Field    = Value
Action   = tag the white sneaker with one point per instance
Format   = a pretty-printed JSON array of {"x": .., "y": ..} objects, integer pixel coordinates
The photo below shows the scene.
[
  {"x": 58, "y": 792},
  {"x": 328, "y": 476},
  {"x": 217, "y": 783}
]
________
## TASK:
Reproduce the material above precisely, omitting nothing.

## EXERCISE ANSWER:
Field    = Value
Action   = tag the white sneaker with one point per instance
Format   = a pretty-printed JSON array of {"x": .., "y": ..} objects, integer pixel coordinates
The photo below shows the scene.
[
  {"x": 58, "y": 792},
  {"x": 328, "y": 476},
  {"x": 217, "y": 783}
]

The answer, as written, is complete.